Repeat the entire listing exactly as written.

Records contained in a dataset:

--

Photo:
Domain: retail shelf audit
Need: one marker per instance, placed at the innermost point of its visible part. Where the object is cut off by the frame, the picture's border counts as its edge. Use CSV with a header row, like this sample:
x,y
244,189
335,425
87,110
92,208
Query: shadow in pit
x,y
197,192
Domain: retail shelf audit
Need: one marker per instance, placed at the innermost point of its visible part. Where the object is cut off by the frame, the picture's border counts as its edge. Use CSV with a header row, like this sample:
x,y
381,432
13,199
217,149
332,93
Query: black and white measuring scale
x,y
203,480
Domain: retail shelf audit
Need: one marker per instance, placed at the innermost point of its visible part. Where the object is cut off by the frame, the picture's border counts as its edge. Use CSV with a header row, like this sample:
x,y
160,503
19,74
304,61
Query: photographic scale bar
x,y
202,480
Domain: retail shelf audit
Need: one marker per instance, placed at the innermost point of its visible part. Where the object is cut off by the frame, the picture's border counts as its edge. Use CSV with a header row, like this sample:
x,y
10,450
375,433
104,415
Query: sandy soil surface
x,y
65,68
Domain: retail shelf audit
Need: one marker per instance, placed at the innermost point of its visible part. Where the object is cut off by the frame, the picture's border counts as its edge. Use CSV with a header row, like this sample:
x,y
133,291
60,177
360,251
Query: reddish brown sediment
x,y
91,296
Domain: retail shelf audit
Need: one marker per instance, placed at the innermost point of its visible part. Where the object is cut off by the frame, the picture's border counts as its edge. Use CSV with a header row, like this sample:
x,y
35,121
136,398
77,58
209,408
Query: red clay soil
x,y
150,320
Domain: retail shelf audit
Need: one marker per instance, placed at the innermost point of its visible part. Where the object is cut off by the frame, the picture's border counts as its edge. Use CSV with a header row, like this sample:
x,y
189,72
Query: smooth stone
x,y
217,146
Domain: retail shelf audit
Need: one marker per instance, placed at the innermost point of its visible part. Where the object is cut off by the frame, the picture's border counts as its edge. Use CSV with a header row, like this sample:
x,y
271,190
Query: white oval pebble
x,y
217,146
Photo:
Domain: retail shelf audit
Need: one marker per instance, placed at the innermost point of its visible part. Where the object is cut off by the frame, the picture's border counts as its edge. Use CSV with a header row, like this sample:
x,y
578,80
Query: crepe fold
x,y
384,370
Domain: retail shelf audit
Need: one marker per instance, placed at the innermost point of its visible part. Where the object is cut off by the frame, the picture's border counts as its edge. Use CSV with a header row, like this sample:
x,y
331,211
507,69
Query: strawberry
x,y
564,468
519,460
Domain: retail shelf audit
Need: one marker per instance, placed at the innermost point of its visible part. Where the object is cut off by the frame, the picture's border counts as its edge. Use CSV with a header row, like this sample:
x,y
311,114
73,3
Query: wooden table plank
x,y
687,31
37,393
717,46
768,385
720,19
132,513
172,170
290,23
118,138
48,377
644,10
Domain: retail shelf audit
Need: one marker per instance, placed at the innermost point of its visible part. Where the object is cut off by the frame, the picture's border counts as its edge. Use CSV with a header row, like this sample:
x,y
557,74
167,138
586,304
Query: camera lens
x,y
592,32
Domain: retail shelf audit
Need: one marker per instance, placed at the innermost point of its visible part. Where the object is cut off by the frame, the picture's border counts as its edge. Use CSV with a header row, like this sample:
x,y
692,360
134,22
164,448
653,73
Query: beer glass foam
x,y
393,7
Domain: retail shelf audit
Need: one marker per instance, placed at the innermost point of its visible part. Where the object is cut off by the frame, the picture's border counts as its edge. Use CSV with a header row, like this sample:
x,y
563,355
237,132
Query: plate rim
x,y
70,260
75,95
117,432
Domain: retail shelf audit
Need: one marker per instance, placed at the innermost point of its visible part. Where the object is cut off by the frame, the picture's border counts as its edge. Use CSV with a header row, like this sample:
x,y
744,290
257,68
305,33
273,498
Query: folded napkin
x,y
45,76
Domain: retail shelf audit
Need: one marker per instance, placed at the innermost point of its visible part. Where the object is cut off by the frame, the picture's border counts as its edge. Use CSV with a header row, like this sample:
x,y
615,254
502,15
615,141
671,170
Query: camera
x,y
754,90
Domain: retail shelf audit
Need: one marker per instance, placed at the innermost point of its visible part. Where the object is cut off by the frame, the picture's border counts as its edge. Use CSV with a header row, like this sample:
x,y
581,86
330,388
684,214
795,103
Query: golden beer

--

» ANSWER TO THIS PROBLEM
Photo:
Domain: retail shelf audit
Need: one marker per instance, placed at the innermost point of its visible part. Where the object is cut off by the frame, the picture's border counts as its edge. Use CSV with a header row, like this sample:
x,y
244,189
335,425
87,110
92,208
Query: shadow in pit
x,y
197,192
Domain: retail shelf audit
Need: one marker per instance, placed at the innermost point of its visible part. Where the object is cut off by the frame, the picture's border counts as its edge. Use CSV with a header row, like this sample:
x,y
381,432
13,199
217,149
332,93
Query: black and white measuring scale
x,y
203,480
Domain: retail shelf audit
Need: one marker per instance, placed at the innermost point of its visible part. Where the object is cut off by the frame, the picture's border counts as its edge. Use CSV with a header row, like this sample:
x,y
160,503
19,74
304,61
Query: photographic scale bar
x,y
202,480
Domain: retail shelf audit
Need: one marker per instance, placed at the innermost point of its visible part. Where the object is cut off by the frame, the picture's border counts as its edge. Use CSV with a header row, like this sample:
x,y
10,450
375,433
104,415
Query: sandy soil surface
x,y
65,68
Domain: retail shelf audit
Need: one marker per instance, placed at the innermost point of its visible part. Where the object is cut off by the frame, the picture's border counts as its edge. Use CSV with a header row, like this sample:
x,y
133,291
60,177
360,251
Query: reddish brown sediment
x,y
91,296
Domain: retail shelf audit
Need: one marker per instance, placed at the innermost point of its visible part. Where the object is cut off by the frame, the picture's border counts as its edge. Use CSV with a header row, like this sample:
x,y
35,121
136,398
77,58
209,408
Query: red clay soil
x,y
150,320
Domain: retail shelf audit
Need: one marker per instance, placed at the innermost point of its visible part. Where the object is cut off by the frame, the picture's border counts as its edge. Use CSV with a header row, like this sample:
x,y
189,72
Query: smooth stone
x,y
217,146
Domain: retail shelf audit
Need: one marker per instance, placed at the innermost point of its visible part. Where the object is cut off by the frame, the picture's border counts as its edge. Use CSV with a header row, like this sample:
x,y
271,190
Query: white oval pebble
x,y
217,146
Photo:
Domain: retail shelf audit
Need: one marker per instance, placed at the innermost point of its visible part. Where the object is cut off by the frame, the picture's border counts as its edge. Use CSV with a header row, like this sample:
x,y
578,80
Query: crepe fold
x,y
384,370
Domain: retail shelf audit
Need: one marker per instance, placed at the innermost point of its visible part. Where the object is cut off by the frame, the picture's border counts as its edge. Use CSV with a header row, like this sample:
x,y
331,211
507,69
Query: strawberry
x,y
564,468
519,460
Domain: retail shelf audit
Need: one marker per instance, placed at the innermost point of its visible part. Where the object is cut off by the frame, the picture's border counts as its edge. Use CSV with a header row, like this sample:
x,y
311,114
73,3
Query: wooden table plank
x,y
687,31
37,393
717,46
768,385
720,19
132,513
172,170
290,23
118,138
48,377
644,10
Domain: retail shelf audit
Need: one marker per instance, placed at the innermost point of its visible part. Where the object is cut off by the frame, the picture's border counts as its edge. Use CSV with a header row, like this sample:
x,y
557,74
167,138
586,304
Query: camera lens
x,y
592,32
Domain: retail shelf audit
Need: one marker per instance, placed at the innermost point of its visible part. Where the object is cut off by the frame, the picture's border counts as its edge. Use CSV with a header row, like this sample:
x,y
692,360
134,22
164,448
653,73
Query: beer glass foam
x,y
393,7
Domain: retail shelf audit
Need: one marker per instance, placed at the innermost point of its visible part. Where the object is cut off by the frame, the picture's border counts as its edge. Use CSV with a header row, like this sample:
x,y
563,355
237,132
Query: plate rim
x,y
70,260
75,95
117,432
Domain: retail shelf audit
Need: one marker per instance, placed at the innermost point of its visible part. Where the object is cut off by the frame, the picture's border counts as its edge. Use CSV with a header row, like this sample:
x,y
744,290
257,68
305,33
273,498
Query: folded napkin
x,y
45,76
Domain: retail shelf audit
Need: one marker per instance, placed at the innermost point of its visible part. Where the object is cut off by the frame, the picture's border counts as its edge. Use CSV with a header row, like this sample:
x,y
615,254
502,15
615,141
671,170
Query: camera
x,y
754,90
Domain: retail shelf audit
Need: one marker per instance, placed at the innermost point of its visible part. Where the object is cut off by the frame, the picture's border counts as its edge. Use CSV with a header row, like this sample:
x,y
581,86
330,388
684,214
795,103
Query: golden beer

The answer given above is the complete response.